Recorded data section start

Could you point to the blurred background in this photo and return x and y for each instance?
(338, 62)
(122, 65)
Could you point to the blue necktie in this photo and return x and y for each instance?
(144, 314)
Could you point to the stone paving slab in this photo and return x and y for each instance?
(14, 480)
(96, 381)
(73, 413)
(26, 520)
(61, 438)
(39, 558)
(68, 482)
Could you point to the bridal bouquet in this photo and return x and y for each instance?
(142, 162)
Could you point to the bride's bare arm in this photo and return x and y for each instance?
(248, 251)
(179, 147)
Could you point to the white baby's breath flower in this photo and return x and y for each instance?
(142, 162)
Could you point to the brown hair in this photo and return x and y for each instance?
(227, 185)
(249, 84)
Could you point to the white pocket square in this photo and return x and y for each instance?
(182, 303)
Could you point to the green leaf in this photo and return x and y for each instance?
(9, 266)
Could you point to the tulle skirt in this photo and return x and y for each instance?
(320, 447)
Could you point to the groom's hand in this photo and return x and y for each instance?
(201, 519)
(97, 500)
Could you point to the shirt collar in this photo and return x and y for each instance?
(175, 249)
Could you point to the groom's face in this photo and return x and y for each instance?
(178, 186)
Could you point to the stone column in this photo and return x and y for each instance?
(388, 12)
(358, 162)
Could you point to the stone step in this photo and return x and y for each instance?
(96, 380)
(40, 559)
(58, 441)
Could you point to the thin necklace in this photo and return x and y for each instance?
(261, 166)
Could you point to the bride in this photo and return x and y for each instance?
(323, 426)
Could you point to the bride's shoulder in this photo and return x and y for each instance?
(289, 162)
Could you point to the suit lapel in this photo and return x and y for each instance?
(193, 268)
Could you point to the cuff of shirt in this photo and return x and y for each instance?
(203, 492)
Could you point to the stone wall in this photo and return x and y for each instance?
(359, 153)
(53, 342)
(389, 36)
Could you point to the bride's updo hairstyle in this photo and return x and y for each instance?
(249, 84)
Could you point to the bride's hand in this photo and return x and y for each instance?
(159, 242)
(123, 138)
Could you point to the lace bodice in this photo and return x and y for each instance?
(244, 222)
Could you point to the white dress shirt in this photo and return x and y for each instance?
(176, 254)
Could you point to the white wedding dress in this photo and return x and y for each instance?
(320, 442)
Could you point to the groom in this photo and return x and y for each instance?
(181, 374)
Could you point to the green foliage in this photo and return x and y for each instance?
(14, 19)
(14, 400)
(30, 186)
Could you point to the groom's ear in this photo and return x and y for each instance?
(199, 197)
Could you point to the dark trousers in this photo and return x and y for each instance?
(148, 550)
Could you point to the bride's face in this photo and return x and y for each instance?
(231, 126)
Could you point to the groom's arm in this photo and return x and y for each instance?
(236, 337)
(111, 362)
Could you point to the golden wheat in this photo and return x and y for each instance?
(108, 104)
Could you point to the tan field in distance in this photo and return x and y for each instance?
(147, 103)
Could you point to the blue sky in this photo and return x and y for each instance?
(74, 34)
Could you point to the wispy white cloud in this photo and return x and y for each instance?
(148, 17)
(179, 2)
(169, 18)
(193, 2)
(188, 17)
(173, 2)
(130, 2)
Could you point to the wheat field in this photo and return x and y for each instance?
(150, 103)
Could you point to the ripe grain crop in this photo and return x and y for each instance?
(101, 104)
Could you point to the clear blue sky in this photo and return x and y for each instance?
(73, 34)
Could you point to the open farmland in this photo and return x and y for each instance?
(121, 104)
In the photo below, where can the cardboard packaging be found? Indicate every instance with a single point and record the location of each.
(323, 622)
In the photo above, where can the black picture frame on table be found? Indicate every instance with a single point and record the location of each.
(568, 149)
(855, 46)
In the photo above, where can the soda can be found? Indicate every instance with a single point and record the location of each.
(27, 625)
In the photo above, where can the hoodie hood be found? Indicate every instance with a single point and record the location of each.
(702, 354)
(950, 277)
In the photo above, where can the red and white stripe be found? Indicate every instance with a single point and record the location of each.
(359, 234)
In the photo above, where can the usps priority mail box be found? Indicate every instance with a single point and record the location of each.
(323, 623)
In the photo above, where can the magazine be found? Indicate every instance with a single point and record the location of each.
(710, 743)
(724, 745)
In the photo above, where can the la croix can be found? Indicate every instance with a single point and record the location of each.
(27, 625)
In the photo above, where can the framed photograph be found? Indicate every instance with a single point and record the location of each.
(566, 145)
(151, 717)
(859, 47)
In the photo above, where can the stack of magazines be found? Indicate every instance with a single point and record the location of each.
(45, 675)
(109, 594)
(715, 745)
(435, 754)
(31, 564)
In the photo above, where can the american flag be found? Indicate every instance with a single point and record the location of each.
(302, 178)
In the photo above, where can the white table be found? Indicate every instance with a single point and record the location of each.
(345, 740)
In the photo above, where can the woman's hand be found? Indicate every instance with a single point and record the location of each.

Recorded data section end

Your assignment: Could you restate every entry verbatim, please?

Written solution:
Could you point to the blurred background in this photo and return x and y for each instance?
(338, 62)
(122, 65)
Could you point to the blue necktie in this photo and return x and y for each instance?
(144, 314)
Could you point to the stone paving slab in this photo and return x and y for each instance?
(14, 480)
(96, 381)
(73, 413)
(26, 520)
(61, 438)
(39, 558)
(68, 482)
Could you point to the bridal bouquet in this photo and return x and y for each instance?
(142, 162)
Could you point to the bride's bare arm in this photo and return x and y for each instance?
(248, 251)
(179, 147)
Could you point to the white baby's breath flower in this photo and return x and y for each instance?
(142, 162)
Could you point to the brown hair in this photo and return x and y for each instance?
(227, 185)
(249, 84)
Could you point to the white pocket square in this photo and return x and y for each instance?
(182, 303)
Could you point to the green leaf in this photo and return x and y for each instance?
(9, 266)
Could you point to the tulle skirt in this photo and return x and y for each instance?
(320, 447)
Could you point to the groom's hand in this photo and return x and y for each instance?
(201, 519)
(97, 500)
Could you point to the shirt collar in this photo and return x and y for each instance?
(175, 249)
Could you point to the groom's face in this photo and return x and y for each instance?
(178, 186)
Could you point to the stone column in this photo and return x and y for each instance?
(388, 12)
(358, 162)
Could you point to the stone step in this photo and return x and y for each instance?
(96, 380)
(40, 559)
(58, 441)
Could you point to the thin necklace in this photo and return x and y for each instance?
(261, 166)
Could you point to the bride in this photo and return x and y for each instance?
(323, 426)
Could you point to the bride's shoulder in this photo and return x and y for each instance?
(289, 162)
Could you point to the suit lapel in this photo and return x and y for each instance?
(193, 268)
Could you point to the cuff of shirt in this photo and return x and y for each instance?
(203, 492)
Could you point to the stone wall in this photo and return x and y for each instance?
(359, 153)
(53, 342)
(389, 36)
Could you point to the bride's updo hairstyle in this photo and return x and y for each instance?
(249, 84)
Could you point to the bride's hand in this photo and return x and y for each instance?
(159, 242)
(123, 138)
Could you point to the lace bodice in this photo and return x and y for each instance?
(244, 222)
Could you point to the white dress shirt in this photo and return x and y for each instance?
(176, 254)
Could you point to the white wedding dress in this photo and return x and y for each instance?
(320, 442)
Could you point to the groom in this photo and return x and y for each instance?
(181, 374)
Could you point to the green foliage in this photo and return x and y for each instance?
(14, 19)
(14, 400)
(30, 186)
Could you point to the groom's ear in this photo and return x and y for each instance?
(199, 197)
Could you point to the dark trousers in this photo and return x and y for each instance?
(148, 550)
Could you point to the bride's face in this photo and return x and y for each instance?
(231, 126)
Could you point to the groom's arm in this photo and return x and y for each instance?
(236, 337)
(111, 362)
Could you point to the golden wheat in this photo and return x and y for each instance?
(108, 104)
Could you point to the tan field in distance in this photo and return x and y for each instance?
(147, 103)
Could you point to the blue sky in this photo and return x and y for each instance?
(74, 34)
Could you point to the wispy white cloud in this photo and return x and y for each instance?
(148, 17)
(179, 2)
(169, 18)
(193, 2)
(188, 17)
(173, 2)
(130, 2)
Could you point to the wheat field in this photo and return x and y for each instance?
(150, 103)
Could you point to the ripe grain crop in this photo and return x and y for each instance?
(101, 104)
Could you point to the clear blue sky in this photo and return x and y for each instance?
(73, 34)
Could you point to the open farmland in this photo and return x and y for each instance?
(121, 104)
In the photo below, where can the cardboard packaging be found? Indicate every instance with a single point and record the location of each.
(323, 622)
In the photo above, where can the black picture frame on table be found? Indicate every instance with a single point and record the location of each.
(568, 149)
(855, 46)
In the photo above, where can the soda can be found? Indicate every instance with a single point and record the location of each.
(27, 625)
In the photo above, where can the hoodie hood be found? Indicate every instance with a single point and record the location of each.
(702, 354)
(950, 277)
In the photo above, where can the red and white stripe be found? Indicate every instance with a single point and record the location of each.
(359, 234)
In the photo above, where can the usps priority mail box be found? Indicate every instance with a single point and record the location of each.
(323, 623)
In the photo above, where can the magazine be found? Indicate every instance with a single point and record the location of each.
(710, 743)
(724, 745)
In the photo above, where can the la croix can be found? Indicate every instance with a single point and record the location of each.
(27, 625)
In the photo above, where can the framed photograph be found? Indicate every instance with a single point and record the location of each.
(566, 145)
(151, 717)
(859, 47)
In the photo above, where can the stack of magazines be found? Indicate every instance with a single point and record the location of each.
(45, 675)
(109, 594)
(715, 745)
(435, 754)
(31, 564)
In the photo above, where can the american flag be found? Indicate every instance with a single point and record the location of each.
(302, 178)
In the photo above, where can the white table be found? Indicate every instance with a single point and record the location of each.
(345, 740)
In the photo above, where can the woman's hand be found? Indicate every instance with a single point and record the location of each.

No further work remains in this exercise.